Cheato is great, never goes sexual and is easy to maintain. my only gripe about it is that it grows slowly when compared to caulerpa (which I use along with the cheato). You gotta be careful though, some types are especially prone to going sexual, especially grape caulerpa. The results are not pleasant to say the least


----------



## Tropicana (Feb 15, 2009)

Hey guys took a video of my tank at night. Looks pretty nice! also showing some of my corals that I recently got. I hope you guys Enjoy the video.


----------



## Tropicana (Feb 15, 2009)

Made an updated Video of my tank, Today I am going to do one with the light on, seems everytime i make one its with the blue led night lights lol.. Okay here it is. Different scape now  too.


----------



## george (Apr 11, 2009)

Is the rock on the right the one I got for you? If so, looks sexy..


----------



## Tropicana (Feb 15, 2009)

Indeed George!

Night video of my tank, Mandarin Dragonet included lol.


----------



## altcharacter (Jan 10, 2011)

awesome start on your tank there dude. It looks like you need to upgrade already though


----------



## Tropicana (Feb 15, 2009)

Thanks alt, I'm going to buy a 20gal, and possibly add 16 3watt leds to my odyssea fixture in the future. Mp10 coming soon also.  I can't fkin wait. Hahaha

Sent from my SGH-I747M using Tapatalk 2


----------



## altcharacter (Jan 10, 2011)

Hay man i'm upgrading to a 30g. You should buy my 20g!


----------



## Tropicana (Feb 15, 2009)

Haha I'm going to De rim one and give that a shot. Thanks for the offer though! Your probably really far away too lol.


----------



## altcharacter (Jan 10, 2011)

* Data section *
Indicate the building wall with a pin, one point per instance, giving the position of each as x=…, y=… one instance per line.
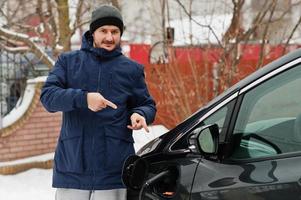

* Goals *
**1.** Reproduce everything in the aquarium forum thread from "Is the rock" down to "Dragonet included lol.".
**2.** Carry on the aquarium forum thread above, picking up right after its final line.

* Exercise responses *
**1.**
Is the rock on the right the one I got for you? If so, looks sexy..


----------



## Tropicana (Feb 15, 2009)

Indeed George!

Night video of my tank, Mandarin Dragonet included lol.

**2.**
orillia isn't that far. We usually drive up to simcoe about once a month so it ain't that far from simcoe

Anyways I have a 20g drilled with overflow, 10g sump/refuge, on a black stand with T5HOx2 and 8x3w LED's to suppliment that I'll be selling off as soon as I upgrade if it interests you.

Either way good luck with the tank!


----------



## Tropicana (Feb 15, 2009)

Interested, $ and damage? Any scratches etc. I don't need the light though. 

Sent from my SGH-I747M using Tapatalk 2


----------



## altcharacter (Jan 10, 2011)

It's pretty prestine. There's one small scratch on the side panel from something (don't know if I did it or it came like that)

I'd sell it for what I got it for, $50


----------



## Tropicana (Feb 15, 2009)

Could I see a pic of it? As for the sump does it need a pump etc? I've never had one before. 

Sent from my SGH-I747M using Tapatalk 2


----------



## Tropicana (Feb 15, 2009)

Made a little video of my tank with the lights on.

Added Recent photos of my Coral! Unfortunately I dont have a Macro lens ! but these will do.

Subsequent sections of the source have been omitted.